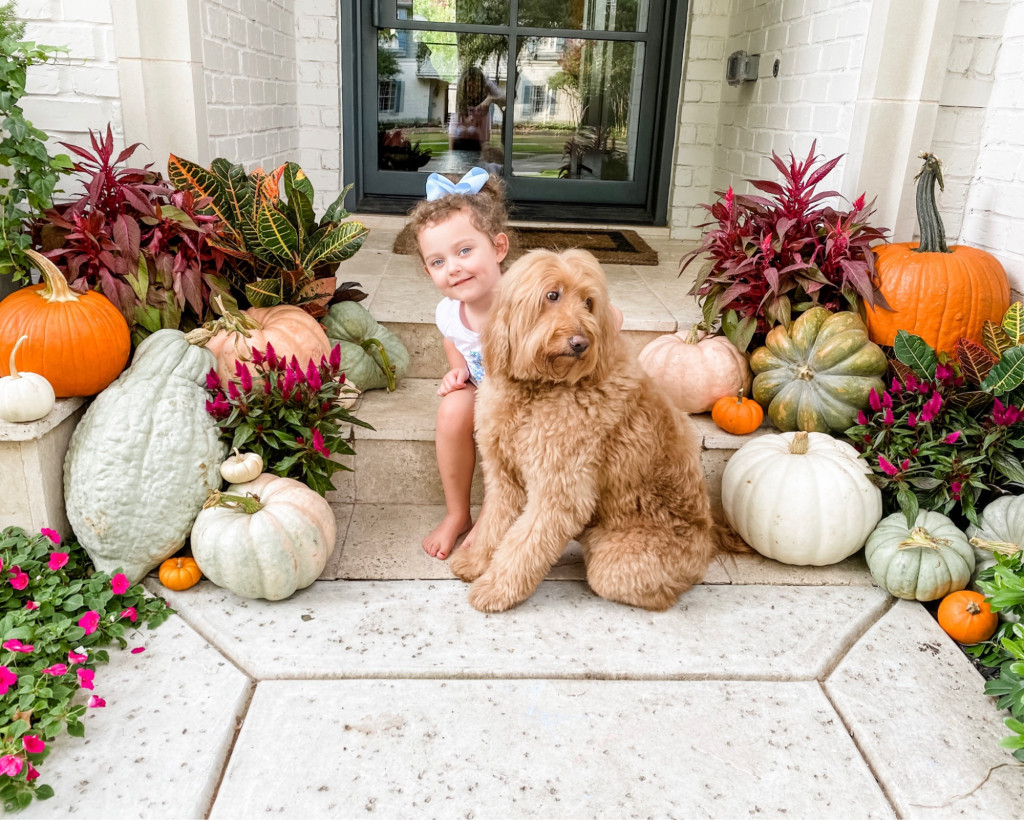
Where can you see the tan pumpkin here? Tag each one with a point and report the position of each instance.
(289, 329)
(695, 370)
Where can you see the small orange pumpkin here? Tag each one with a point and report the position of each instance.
(737, 415)
(967, 617)
(179, 572)
(78, 342)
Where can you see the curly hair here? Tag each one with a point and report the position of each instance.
(486, 210)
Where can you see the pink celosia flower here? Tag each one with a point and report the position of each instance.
(7, 680)
(33, 744)
(10, 765)
(887, 467)
(85, 678)
(89, 621)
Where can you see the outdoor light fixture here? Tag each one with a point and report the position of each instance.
(741, 68)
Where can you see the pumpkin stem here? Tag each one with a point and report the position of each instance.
(922, 537)
(13, 371)
(1004, 547)
(933, 233)
(55, 289)
(249, 504)
(799, 444)
(388, 370)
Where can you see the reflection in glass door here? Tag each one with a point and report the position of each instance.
(557, 96)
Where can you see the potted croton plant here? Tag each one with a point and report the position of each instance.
(774, 257)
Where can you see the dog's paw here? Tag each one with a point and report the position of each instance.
(488, 596)
(468, 564)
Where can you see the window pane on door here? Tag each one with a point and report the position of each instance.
(440, 101)
(577, 109)
(600, 15)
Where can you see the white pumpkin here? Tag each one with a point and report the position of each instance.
(144, 457)
(694, 370)
(801, 499)
(25, 396)
(264, 538)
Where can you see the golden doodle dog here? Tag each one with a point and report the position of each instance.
(578, 442)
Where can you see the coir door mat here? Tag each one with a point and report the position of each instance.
(611, 247)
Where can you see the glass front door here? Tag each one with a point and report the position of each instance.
(559, 97)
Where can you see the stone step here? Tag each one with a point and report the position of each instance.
(395, 462)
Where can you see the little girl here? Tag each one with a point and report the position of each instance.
(462, 236)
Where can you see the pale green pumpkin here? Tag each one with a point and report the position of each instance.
(264, 538)
(924, 563)
(144, 458)
(815, 375)
(371, 355)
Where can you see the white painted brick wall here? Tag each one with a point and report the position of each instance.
(80, 91)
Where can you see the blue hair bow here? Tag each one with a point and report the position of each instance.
(438, 185)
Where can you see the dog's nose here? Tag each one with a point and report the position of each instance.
(579, 344)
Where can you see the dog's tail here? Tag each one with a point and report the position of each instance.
(728, 541)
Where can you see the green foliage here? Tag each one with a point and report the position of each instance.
(1003, 586)
(278, 251)
(27, 189)
(57, 615)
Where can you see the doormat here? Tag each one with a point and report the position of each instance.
(612, 247)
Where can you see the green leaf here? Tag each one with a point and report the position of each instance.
(1008, 374)
(915, 353)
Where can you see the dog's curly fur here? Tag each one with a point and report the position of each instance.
(578, 442)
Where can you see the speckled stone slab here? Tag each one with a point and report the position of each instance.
(916, 707)
(427, 629)
(545, 749)
(158, 747)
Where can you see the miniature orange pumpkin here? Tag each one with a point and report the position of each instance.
(967, 617)
(737, 415)
(180, 572)
(935, 292)
(79, 342)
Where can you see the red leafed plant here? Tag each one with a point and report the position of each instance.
(774, 257)
(135, 239)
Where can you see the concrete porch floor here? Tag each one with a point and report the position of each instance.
(767, 690)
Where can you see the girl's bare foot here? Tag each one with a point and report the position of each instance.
(440, 541)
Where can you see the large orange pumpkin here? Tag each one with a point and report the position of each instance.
(78, 342)
(289, 329)
(935, 292)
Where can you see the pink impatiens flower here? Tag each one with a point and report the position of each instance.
(7, 680)
(89, 621)
(10, 765)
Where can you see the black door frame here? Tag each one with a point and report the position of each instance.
(353, 15)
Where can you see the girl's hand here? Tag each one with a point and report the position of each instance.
(455, 379)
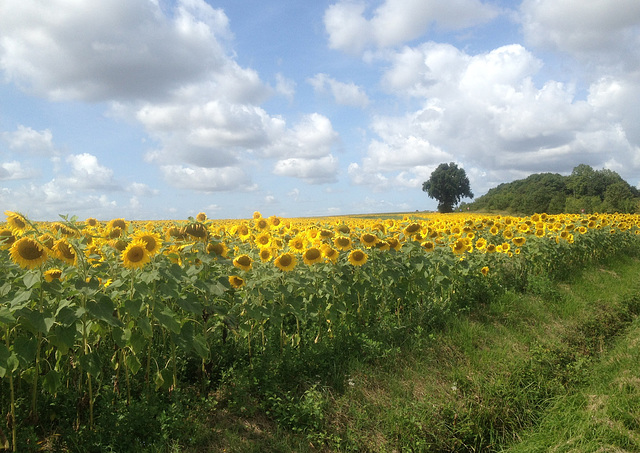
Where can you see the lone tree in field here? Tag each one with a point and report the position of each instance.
(447, 184)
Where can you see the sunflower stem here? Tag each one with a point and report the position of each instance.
(12, 419)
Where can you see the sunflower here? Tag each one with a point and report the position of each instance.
(153, 241)
(261, 224)
(114, 233)
(411, 229)
(357, 257)
(64, 230)
(263, 240)
(342, 243)
(265, 254)
(368, 239)
(91, 222)
(47, 240)
(312, 255)
(243, 262)
(459, 247)
(27, 253)
(344, 229)
(296, 243)
(429, 246)
(135, 255)
(52, 274)
(394, 243)
(117, 223)
(219, 248)
(274, 222)
(197, 231)
(16, 222)
(65, 252)
(118, 244)
(330, 253)
(243, 232)
(6, 238)
(286, 262)
(236, 282)
(382, 245)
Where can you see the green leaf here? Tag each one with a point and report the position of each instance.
(145, 326)
(167, 319)
(51, 382)
(103, 309)
(200, 346)
(90, 363)
(21, 297)
(133, 363)
(121, 336)
(25, 348)
(6, 317)
(159, 380)
(63, 337)
(68, 315)
(34, 321)
(191, 303)
(4, 357)
(31, 278)
(133, 307)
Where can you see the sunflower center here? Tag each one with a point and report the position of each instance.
(135, 254)
(30, 250)
(358, 255)
(312, 254)
(244, 260)
(412, 228)
(285, 260)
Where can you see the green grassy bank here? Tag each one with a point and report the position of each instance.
(553, 368)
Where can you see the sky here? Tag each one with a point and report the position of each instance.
(161, 109)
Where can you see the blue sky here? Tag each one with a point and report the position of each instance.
(157, 109)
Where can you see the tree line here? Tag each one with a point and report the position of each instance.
(585, 190)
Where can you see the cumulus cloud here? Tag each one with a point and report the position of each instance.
(111, 50)
(13, 170)
(397, 21)
(313, 171)
(26, 139)
(486, 110)
(344, 93)
(87, 173)
(207, 179)
(600, 30)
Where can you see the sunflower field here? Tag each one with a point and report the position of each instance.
(97, 313)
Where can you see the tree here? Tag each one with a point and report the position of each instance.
(447, 184)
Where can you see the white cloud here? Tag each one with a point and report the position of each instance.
(121, 49)
(13, 170)
(207, 179)
(26, 139)
(397, 21)
(286, 87)
(312, 171)
(486, 111)
(599, 29)
(87, 173)
(141, 190)
(344, 93)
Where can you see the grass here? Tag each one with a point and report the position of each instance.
(552, 368)
(538, 366)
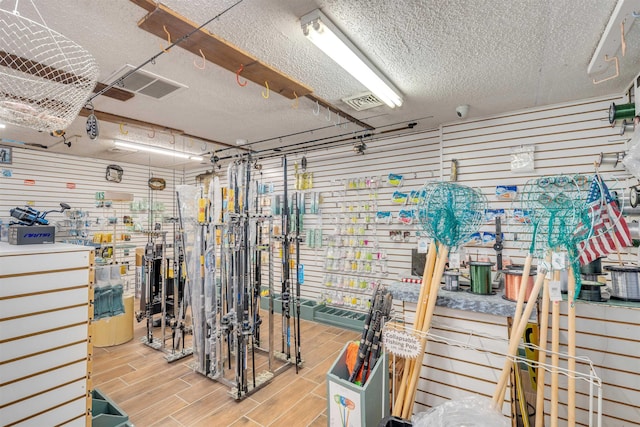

----------------

# Work required
Drop the pictures and copy the data exactly.

# Written solution
Where can you see the tan pumpkin here? Tag each one with a point and report the position of each instance.
(289, 329)
(695, 370)
Where can you see the small orange pumpkin here? Tag each one with a point and report the position of each instance.
(737, 415)
(967, 617)
(179, 572)
(78, 342)
Where can you see the curly hair here? Tag each one with a point and report the position of each instance.
(486, 210)
Where can you see the pink celosia flower here? Tag each one with a point and report the position of each instance.
(7, 680)
(33, 744)
(10, 765)
(887, 467)
(85, 678)
(89, 621)
Where can you see the outdoor light fixture here? Tag each one with a point and report the position of each instance.
(741, 68)
Where can you see the pumpkin stem here? Tag each one with a point and report the position of each instance.
(922, 537)
(13, 371)
(1004, 547)
(933, 233)
(55, 289)
(249, 504)
(799, 444)
(388, 370)
Where can you see the reflection in glass door here? Tag each one with a point and report the position of each instance.
(557, 96)
Where can you see the potted croton plant here? Tag each one with a point and report the position of each instance.
(774, 257)
Where can you see the dog's paw here? Tag each one with a point and report the position of each instance.
(488, 596)
(468, 564)
Where can you see the window pane on door here? Tag each one with a point and report the position of each instance.
(440, 101)
(577, 109)
(600, 15)
Where can you see the white pumpkin here? Tag each one with a point and report the position of each instance.
(144, 457)
(694, 370)
(801, 499)
(25, 396)
(264, 538)
Where can you see the golden doodle dog here? Tag each one with a point and report the position of each instance.
(578, 442)
Where can you see the coir door mat here? Tag each one with a point and report the position of each instance.
(611, 247)
Where can you see the glass front door here? Tag each one with a point and report the position of each instance.
(559, 97)
Where can you see the stone step here? Tag each one with a point and report the position of each instance.
(395, 462)
Where can you see the little girl here? Tag each one with a point and report the position of each instance.
(462, 236)
Where can you see the pale green pumpkin here? Tag each one with a point and report the position of each instance.
(264, 538)
(924, 563)
(144, 458)
(815, 375)
(371, 355)
Where can you see the white painted brick wall here? Tag each one with a point and report the position of each instance.
(80, 91)
Where can you see the blue hair bow here? Tag each one with a point and report the position of each instance.
(438, 185)
Where can you see the dog's nose here? Tag each one with a point and report the position of each instance.
(579, 344)
Where can you see the dog's tail here? Tag each one with a point and report the position of each instance.
(728, 541)
Where can you see the green foliage here? Tag each one with a point and report the position of each instance.
(1003, 586)
(278, 251)
(27, 189)
(57, 615)
Where can you see the doormat here? Tag each one with a point and report the position of each instance.
(612, 247)
Where can you see the green leaf here? Tag each one with a point and report the position of each instance.
(1008, 374)
(915, 353)
Where can you see the dog's curly fur here? Tag each one with a point and report the position of each instance.
(578, 442)
Where can you see the speckled stone slab here? Tag each one with a point and report the position of each instance.
(916, 707)
(427, 629)
(545, 749)
(158, 747)
Where can you see the miniature orange pumpkin here? Tag each one with a point and report the position of each instance.
(967, 617)
(737, 415)
(180, 572)
(935, 292)
(79, 342)
Where can you see the red leafed plant here? Tag each one with a point and report the position of each instance.
(774, 257)
(135, 239)
Where can you see the concrete porch floor here? Tag each one with a point and report the position of each instance.
(767, 690)
Where can you see the girl's bare foot here? Tag each one with a point and report the position of each instance.
(440, 541)
Where can you see the large orange pumpkin here? Tag each one with a point and report the position of each instance.
(78, 342)
(289, 329)
(935, 292)
Where can you see the pink impatiens flower here? Tag each one with a point and report the position of each instance.
(7, 680)
(89, 621)
(10, 765)
Where can you see the black door frame here? Tag each one with a point and report the position of each instance.
(353, 15)
Where can you see the girl's hand here? Tag each one with a point and report the position of each instance.
(455, 379)
Where can you see the lone tree in field here? Tag each one with a point and report the position of each instance.
(447, 184)
Where can you see the sunflower stem here? Tag each one with a point and report the position of each instance.
(12, 419)
Where can you see the sunflower here? Tag each one with a point and report the position of each instance.
(153, 241)
(261, 224)
(114, 233)
(411, 229)
(357, 257)
(64, 230)
(263, 240)
(342, 243)
(265, 254)
(368, 239)
(91, 222)
(47, 240)
(312, 255)
(243, 262)
(459, 247)
(27, 253)
(344, 229)
(296, 243)
(429, 246)
(135, 255)
(52, 274)
(394, 243)
(117, 223)
(219, 248)
(274, 222)
(197, 231)
(16, 222)
(65, 252)
(118, 244)
(330, 253)
(243, 232)
(6, 238)
(286, 262)
(236, 282)
(382, 245)
Where can you see the green leaf here? Tag each one with a point and report the position of each instance.
(145, 326)
(167, 319)
(51, 382)
(103, 309)
(200, 346)
(90, 363)
(21, 297)
(133, 363)
(121, 336)
(25, 348)
(6, 317)
(159, 380)
(63, 337)
(68, 315)
(34, 321)
(191, 303)
(4, 357)
(31, 278)
(133, 307)
Where can you see the sunflower center here? Tag each one with a point and report the position of each instance.
(135, 254)
(30, 250)
(358, 255)
(312, 254)
(244, 260)
(412, 228)
(285, 260)
Where can you see the green grassy bank here? Tag each one with a point and report the position of each instance.
(553, 368)
Where can you see the sky here? Tag each one with a point and report the position of each instance.
(161, 109)
Where can you see the blue sky here? Tag each one with a point and report the position of each instance.
(157, 109)
Where can you see the tree line here? Tag each one with a point and report the position of each instance.
(585, 190)
Where can you see the cumulus cloud here? Tag each one with a point and report the position of each instance.
(111, 50)
(13, 170)
(397, 21)
(313, 171)
(26, 139)
(486, 110)
(344, 93)
(87, 173)
(207, 179)
(600, 30)
Where can you see the sunflower field here? Tag each one with a point and report the position of each instance.
(97, 313)
Where can you see the tree here? Tag each one with a point and report the position of each instance.
(447, 184)
Where can you see the white cloud here? Tag each one with a point and report the position of each instance.
(121, 49)
(13, 170)
(207, 179)
(26, 139)
(397, 21)
(286, 87)
(312, 171)
(486, 111)
(599, 29)
(87, 173)
(141, 190)
(344, 93)
Where can you see the grass here? Tag each one with a point and report the position of each instance.
(552, 368)
(538, 366)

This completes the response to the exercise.